**Aufgabenstellung**
#1 Entscheiden Sie für jede Aussage, ob sie mit dem Seitenausschnitt übereinstimmt, und belegen Sie Ihr Ja oder Nein mit den entscheidenden Worten als wörtlichem Zitat: (a) Nach Einschätzung der Mehrheit der Zentren kam es mittel- und langfristig zu einer Unterversorgung. (b) Dr. Dietrich Hüppe ist Erstautor der Publikation. (c) Die Publikation erschien in Z Gastroenterol.
#2 Übernehmen Sie aus dem Seitenausschnitt unverändert die Stelle, die mit „Der wissenschaftliche Leiter“ beginnt und mit „Nov 9, https://doi.org/10.1055/a-1291-8518.“ endet.

Der wissenschaftliche Leiter des Registers und Erstautor der Publikation, Dr. Dietrich Hüppe, fasst die Ergebnisse zusammen: „Wir können eindeutig feststellen, dass durch die Corona-Pandemie sowohl die Diagnostik als auch die Therapie und die Überwachung von chronischen Lebererkrankungen beeinträchtigt wurde. Glücklicherweise kam es nach Einschätzung der Mehrheit der Zentren mittel- und langfristig jedoch zu keiner Unterversorgung. Sorge bereitet uns aber, dass aufgrund der Pandemie-bedingten Einschränkungen gerade akut lebensbedrohliche Komplikationen wie die Dekompensation einer Leberzirrhose in erheblichem Maß verspätet erkannt wurden.“
Publikation: Hüppe D et al.: „Versorgungsprobleme von Patienten mit chronischer Hepatitis C während der COVID-19-Pandemie und der Lockdown-Verordnungen“, Z Gastroenterol. 2020 Nov 9, https://doi.org/10.1055/a-1291-8518.

**Angezeigte Daten**
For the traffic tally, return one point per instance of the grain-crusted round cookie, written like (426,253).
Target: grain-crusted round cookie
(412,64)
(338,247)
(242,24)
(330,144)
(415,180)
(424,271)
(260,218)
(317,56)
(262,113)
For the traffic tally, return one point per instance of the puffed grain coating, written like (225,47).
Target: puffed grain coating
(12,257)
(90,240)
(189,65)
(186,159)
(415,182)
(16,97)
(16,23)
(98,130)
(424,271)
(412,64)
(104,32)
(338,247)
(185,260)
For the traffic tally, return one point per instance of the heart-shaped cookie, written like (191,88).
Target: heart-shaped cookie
...
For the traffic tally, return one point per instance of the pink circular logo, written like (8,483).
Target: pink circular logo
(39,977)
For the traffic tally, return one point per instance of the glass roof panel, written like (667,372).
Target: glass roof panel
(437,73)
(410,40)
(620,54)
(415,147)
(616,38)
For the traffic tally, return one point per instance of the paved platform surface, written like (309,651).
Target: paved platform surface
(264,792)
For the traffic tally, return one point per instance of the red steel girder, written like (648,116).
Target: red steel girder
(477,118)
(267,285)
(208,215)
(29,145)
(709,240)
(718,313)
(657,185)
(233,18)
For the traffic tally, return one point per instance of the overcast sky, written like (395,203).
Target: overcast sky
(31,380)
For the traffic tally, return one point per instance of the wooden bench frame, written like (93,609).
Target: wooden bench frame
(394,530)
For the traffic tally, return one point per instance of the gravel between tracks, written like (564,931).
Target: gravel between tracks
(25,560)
...
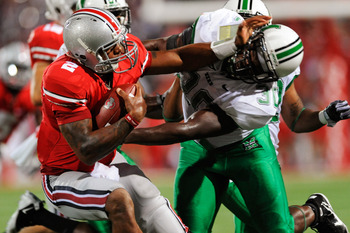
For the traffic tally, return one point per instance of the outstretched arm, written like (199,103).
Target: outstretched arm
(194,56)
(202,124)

**Lösungen**
#1
(a) Nein: „Glücklicherweise kam es nach Einschätzung der Mehrheit der Zentren mittel- und langfristig jedoch zu keiner Unterversorgung.“
(b) Ja: „Der wissenschaftliche Leiter des Registers und Erstautor der Publikation, Dr. Dietrich Hüppe“
(c) Ja: „Z Gastroenterol. 2020 Nov 9“

#2
Der wissenschaftliche Leiter des Registers und Erstautor der Publikation, Dr. Dietrich Hüppe, fasst die Ergebnisse zusammen: „Wir können eindeutig feststellen, dass durch die Corona-Pandemie sowohl die Diagnostik als auch die Therapie und die Überwachung von chronischen Lebererkrankungen beeinträchtigt wurde. Glücklicherweise kam es nach Einschätzung der Mehrheit der Zentren mittel- und langfristig jedoch zu keiner Unterversorgung. Sorge bereitet uns aber, dass aufgrund der Pandemie-bedingten Einschränkungen gerade akut lebensbedrohliche Komplikationen wie die Dekompensation einer Leberzirrhose in erheblichem Maß verspätet erkannt wurden.“
Publikation: Hüppe D et al.: „Versorgungsprobleme von Patienten mit chronischer Hepatitis C während der COVID-19-Pandemie und der Lockdown-Verordnungen“, Z Gastroenterol. 2020 Nov 9, https://doi.org/10.1055/a-1291-8518.